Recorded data
— Start —
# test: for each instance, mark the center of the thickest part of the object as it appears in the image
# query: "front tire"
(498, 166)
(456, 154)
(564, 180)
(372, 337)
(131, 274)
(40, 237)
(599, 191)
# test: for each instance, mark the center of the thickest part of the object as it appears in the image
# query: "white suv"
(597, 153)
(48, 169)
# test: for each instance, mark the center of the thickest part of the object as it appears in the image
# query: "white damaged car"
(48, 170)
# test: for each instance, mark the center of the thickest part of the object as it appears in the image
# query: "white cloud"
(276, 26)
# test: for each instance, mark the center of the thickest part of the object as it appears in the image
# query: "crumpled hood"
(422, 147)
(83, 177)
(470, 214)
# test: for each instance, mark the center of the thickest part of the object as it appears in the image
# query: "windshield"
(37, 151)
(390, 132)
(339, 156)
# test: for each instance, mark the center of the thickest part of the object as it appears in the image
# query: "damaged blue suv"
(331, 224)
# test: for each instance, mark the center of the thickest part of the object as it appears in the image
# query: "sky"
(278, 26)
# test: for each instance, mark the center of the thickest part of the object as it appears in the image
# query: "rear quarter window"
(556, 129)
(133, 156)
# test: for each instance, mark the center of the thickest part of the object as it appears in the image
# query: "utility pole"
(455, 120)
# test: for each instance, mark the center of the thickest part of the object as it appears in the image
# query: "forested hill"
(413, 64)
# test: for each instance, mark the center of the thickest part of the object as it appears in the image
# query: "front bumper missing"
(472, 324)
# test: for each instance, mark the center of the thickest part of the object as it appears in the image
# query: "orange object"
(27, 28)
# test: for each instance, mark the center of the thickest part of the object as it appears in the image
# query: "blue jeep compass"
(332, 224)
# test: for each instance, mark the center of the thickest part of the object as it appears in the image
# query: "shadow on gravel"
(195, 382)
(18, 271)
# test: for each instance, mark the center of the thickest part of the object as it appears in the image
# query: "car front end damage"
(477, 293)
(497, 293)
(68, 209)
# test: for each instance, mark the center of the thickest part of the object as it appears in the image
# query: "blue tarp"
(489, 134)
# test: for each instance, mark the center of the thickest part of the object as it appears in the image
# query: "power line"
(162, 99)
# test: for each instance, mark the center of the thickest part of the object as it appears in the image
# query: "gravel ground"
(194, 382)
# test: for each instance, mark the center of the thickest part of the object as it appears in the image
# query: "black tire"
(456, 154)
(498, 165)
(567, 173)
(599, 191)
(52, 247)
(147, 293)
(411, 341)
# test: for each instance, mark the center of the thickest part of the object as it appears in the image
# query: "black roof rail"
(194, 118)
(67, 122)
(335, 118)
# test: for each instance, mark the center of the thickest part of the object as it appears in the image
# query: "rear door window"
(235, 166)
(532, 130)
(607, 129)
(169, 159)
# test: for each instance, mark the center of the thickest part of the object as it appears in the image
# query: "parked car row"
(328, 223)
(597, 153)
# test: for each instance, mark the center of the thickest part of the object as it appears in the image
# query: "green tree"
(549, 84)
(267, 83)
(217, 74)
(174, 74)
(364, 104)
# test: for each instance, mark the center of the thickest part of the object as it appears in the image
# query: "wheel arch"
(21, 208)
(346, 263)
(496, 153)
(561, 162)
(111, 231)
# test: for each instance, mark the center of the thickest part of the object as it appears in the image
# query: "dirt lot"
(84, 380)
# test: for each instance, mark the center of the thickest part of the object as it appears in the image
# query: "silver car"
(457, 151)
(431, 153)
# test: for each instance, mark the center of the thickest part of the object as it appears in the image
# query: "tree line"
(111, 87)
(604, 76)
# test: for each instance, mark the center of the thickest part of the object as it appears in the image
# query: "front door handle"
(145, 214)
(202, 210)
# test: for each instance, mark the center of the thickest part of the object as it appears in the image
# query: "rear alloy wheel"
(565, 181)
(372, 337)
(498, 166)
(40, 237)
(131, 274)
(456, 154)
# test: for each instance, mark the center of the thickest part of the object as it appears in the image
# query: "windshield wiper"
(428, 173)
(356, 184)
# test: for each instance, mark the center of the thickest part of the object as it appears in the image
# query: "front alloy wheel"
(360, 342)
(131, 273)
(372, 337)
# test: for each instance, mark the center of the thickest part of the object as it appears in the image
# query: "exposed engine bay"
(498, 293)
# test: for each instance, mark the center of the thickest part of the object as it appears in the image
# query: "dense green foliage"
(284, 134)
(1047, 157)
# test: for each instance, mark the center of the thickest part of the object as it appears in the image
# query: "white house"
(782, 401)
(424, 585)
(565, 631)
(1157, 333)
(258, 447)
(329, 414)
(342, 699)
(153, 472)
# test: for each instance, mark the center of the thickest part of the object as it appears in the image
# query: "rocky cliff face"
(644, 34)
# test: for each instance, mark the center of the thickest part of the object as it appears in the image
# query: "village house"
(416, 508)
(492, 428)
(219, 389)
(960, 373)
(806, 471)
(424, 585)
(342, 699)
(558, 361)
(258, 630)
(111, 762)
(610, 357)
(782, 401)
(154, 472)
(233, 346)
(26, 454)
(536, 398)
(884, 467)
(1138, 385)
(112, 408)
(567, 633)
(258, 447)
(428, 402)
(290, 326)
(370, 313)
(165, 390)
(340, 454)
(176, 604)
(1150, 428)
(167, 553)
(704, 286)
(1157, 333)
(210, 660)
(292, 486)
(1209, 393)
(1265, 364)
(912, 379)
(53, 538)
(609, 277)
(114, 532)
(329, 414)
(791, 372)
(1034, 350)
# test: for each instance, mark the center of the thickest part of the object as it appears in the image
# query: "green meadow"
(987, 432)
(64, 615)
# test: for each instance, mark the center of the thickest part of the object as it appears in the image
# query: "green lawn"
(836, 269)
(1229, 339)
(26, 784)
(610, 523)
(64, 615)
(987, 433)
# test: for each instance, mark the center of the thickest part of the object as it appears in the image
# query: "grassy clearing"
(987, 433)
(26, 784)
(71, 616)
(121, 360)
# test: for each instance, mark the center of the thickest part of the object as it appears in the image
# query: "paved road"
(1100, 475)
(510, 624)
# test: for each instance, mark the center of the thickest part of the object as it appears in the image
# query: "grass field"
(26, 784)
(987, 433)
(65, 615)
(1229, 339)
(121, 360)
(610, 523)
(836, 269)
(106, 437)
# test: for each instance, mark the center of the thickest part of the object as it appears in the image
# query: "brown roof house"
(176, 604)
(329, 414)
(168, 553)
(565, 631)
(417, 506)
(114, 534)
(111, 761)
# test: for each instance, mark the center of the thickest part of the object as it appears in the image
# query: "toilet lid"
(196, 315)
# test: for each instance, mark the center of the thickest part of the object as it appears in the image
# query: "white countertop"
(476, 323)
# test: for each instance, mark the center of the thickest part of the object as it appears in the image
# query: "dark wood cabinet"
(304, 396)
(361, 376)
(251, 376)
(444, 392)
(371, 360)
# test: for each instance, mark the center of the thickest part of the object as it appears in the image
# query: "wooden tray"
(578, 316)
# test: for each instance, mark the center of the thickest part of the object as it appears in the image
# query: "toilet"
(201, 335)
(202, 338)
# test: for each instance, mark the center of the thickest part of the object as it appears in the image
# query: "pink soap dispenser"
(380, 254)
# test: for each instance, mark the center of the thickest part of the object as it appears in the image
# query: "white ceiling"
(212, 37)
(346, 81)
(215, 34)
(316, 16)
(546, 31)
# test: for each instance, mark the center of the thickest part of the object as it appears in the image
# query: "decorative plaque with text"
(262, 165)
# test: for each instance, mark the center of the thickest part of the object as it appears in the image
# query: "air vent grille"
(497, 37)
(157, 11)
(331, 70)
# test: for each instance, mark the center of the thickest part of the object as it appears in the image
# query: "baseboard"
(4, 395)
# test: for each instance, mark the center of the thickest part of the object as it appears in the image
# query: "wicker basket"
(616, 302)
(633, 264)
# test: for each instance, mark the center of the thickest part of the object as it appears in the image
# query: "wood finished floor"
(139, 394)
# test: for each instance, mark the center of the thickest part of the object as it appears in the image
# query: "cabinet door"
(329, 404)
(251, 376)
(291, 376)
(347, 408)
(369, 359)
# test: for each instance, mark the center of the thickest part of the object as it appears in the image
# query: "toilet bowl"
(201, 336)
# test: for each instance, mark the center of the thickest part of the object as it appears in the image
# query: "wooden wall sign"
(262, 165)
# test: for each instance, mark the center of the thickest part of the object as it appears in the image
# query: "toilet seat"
— End —
Gather every line of the material above that contains the word "roof", treating uppercase and lowercase as distinct.

Result below -
# query: "black roof rail"
# query: "brown roof house"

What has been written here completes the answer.